= Beginning of Section =
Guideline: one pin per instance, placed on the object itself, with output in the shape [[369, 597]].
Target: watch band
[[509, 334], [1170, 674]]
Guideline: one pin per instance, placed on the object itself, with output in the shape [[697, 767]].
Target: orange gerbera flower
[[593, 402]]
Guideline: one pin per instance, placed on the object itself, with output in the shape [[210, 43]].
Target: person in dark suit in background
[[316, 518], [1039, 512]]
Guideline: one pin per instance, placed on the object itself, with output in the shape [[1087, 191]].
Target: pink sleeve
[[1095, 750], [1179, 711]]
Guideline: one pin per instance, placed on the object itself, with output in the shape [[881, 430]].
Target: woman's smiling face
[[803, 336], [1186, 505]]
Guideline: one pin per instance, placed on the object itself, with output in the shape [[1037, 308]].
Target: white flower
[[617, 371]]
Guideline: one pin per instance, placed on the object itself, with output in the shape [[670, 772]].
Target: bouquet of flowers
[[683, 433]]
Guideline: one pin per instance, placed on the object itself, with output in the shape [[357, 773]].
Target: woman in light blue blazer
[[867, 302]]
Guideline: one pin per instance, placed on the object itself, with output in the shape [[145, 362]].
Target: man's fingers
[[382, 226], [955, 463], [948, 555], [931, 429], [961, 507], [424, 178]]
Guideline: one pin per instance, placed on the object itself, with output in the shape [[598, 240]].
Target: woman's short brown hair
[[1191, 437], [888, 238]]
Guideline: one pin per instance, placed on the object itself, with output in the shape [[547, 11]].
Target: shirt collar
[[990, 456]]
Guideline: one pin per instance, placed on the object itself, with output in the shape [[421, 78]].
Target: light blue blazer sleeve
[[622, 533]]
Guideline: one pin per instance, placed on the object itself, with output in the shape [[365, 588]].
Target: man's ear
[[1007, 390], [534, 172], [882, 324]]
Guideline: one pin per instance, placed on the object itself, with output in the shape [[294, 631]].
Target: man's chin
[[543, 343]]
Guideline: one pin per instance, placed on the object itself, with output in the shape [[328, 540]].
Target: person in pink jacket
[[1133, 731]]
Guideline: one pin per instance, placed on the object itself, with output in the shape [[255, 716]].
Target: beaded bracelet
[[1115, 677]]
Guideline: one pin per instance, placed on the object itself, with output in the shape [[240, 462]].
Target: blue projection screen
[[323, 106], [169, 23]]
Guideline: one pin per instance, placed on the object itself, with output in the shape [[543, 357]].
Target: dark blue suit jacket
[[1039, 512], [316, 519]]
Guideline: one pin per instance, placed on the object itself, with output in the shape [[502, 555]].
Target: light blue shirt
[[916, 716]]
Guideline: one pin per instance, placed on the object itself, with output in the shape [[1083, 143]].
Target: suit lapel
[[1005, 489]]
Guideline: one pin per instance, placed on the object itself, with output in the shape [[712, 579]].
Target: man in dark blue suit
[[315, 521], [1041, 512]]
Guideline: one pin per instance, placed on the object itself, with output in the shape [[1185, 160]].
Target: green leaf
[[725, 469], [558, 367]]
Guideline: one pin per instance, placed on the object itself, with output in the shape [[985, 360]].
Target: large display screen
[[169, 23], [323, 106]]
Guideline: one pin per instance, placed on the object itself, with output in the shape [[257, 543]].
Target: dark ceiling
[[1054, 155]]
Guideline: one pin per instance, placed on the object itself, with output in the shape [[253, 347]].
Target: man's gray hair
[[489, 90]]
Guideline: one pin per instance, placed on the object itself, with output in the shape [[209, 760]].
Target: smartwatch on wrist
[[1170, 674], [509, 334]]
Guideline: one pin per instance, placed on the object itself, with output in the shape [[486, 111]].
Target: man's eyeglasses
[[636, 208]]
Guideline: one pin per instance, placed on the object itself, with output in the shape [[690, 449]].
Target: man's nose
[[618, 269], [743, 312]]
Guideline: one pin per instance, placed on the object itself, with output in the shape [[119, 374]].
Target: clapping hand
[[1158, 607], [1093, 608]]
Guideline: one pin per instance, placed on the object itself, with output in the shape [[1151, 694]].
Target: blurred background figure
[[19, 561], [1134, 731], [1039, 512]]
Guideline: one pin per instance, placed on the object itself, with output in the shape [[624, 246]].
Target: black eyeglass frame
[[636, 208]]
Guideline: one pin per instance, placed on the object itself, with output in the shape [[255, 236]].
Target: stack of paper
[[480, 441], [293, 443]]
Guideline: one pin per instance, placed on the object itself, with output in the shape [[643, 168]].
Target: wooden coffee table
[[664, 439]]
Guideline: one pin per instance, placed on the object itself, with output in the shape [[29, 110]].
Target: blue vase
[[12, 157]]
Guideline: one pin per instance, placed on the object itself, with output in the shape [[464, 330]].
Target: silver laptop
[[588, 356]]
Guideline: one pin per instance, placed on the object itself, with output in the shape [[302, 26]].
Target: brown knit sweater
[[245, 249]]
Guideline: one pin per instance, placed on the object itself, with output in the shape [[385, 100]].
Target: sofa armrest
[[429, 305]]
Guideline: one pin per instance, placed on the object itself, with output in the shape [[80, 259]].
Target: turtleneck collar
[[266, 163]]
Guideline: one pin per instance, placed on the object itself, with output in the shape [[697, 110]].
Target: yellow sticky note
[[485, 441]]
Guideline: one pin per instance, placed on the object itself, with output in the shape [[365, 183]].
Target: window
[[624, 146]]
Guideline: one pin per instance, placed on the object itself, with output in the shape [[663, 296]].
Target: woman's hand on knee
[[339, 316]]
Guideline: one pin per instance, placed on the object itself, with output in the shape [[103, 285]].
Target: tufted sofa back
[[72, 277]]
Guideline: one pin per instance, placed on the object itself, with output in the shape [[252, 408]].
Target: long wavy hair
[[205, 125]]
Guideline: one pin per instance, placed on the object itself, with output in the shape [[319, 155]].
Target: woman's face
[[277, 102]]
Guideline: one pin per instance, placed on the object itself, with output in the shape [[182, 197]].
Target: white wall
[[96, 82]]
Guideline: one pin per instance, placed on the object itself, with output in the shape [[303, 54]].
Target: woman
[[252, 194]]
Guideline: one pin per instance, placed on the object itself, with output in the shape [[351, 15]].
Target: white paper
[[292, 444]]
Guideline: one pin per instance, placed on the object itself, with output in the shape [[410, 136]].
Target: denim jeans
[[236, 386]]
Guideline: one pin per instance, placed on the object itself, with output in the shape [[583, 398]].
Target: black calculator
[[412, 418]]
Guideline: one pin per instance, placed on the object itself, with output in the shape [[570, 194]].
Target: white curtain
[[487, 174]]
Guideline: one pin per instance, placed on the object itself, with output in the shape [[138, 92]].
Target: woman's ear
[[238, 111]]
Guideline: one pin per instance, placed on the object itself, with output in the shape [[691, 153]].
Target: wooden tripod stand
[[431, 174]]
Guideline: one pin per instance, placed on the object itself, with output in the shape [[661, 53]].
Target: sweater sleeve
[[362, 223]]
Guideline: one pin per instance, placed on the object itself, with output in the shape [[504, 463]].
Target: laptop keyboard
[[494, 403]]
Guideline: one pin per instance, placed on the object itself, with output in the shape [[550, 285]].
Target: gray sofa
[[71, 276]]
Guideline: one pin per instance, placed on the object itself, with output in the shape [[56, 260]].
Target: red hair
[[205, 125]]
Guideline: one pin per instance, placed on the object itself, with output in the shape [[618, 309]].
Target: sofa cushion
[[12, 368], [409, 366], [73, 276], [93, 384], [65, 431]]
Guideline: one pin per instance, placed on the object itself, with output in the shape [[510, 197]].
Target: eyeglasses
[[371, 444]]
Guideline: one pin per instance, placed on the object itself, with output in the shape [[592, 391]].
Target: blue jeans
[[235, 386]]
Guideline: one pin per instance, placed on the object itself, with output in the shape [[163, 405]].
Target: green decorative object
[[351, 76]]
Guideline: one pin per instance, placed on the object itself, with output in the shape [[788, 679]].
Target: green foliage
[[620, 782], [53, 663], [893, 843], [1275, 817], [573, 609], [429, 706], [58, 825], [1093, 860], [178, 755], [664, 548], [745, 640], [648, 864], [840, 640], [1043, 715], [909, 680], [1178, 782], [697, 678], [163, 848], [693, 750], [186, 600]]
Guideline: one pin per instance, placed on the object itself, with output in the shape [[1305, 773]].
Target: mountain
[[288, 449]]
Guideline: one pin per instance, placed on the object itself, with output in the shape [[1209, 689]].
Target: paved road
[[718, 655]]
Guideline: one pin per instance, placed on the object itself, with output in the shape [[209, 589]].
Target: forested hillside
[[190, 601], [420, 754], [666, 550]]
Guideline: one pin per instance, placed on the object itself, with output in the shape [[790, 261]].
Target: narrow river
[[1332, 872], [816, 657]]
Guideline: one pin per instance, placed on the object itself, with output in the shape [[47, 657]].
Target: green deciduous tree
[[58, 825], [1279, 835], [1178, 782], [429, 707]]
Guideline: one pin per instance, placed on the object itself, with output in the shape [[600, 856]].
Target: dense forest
= End of Section =
TASK INSTRUCTIONS
What is needed is a verbatim copy of every line in the records above from the one containing "shape [[255, 716]]." down to the one containing "shape [[209, 760]].", both included, and nothing more.

TASK RESULT
Guideline: one pin per instance, placed on the object itself, with output in the shape [[255, 716]].
Target: beaded bracelet
[[1115, 677]]
Guideline: one pin per instance, placed on the object itself, with output in the shape [[240, 462]].
Target: blue projection screen
[[323, 106], [169, 23]]
Guideline: one pin per instance, placed on the object itself, with output in the shape [[543, 357]].
Target: dark blue suit jacket
[[1039, 512], [316, 519]]
Guideline: one pin per instance, placed on the object itself, with output in the shape [[502, 555]].
Target: light blue shirt
[[916, 716]]
Guideline: one pin per instance, placed on the object itself, with output in the shape [[1083, 143]].
Target: suit lapel
[[1005, 489]]
Guideline: one pin per instance, placed on the object itself, with output in the shape [[712, 579]].
Target: man in dark blue suit
[[315, 521], [1041, 512]]
Guideline: one pin per instance, placed on the object itself, with output in the shape [[1185, 160]].
Target: green leaf
[[725, 469], [558, 367]]
Guideline: one pin per instance, placed on the object itself, with output in the shape [[985, 360]].
Target: large display screen
[[169, 23], [323, 106]]
Guideline: one pin per instance, placed on the object itself, with output in the shape [[257, 543]].
Target: dark ceiling
[[1054, 155]]
Guideline: one pin per instance, placed on the object itself, with output in the shape [[253, 347]].
Target: man's gray hair
[[489, 90]]
Guideline: one pin per instance, placed on the object itself, with output in the shape [[209, 760]].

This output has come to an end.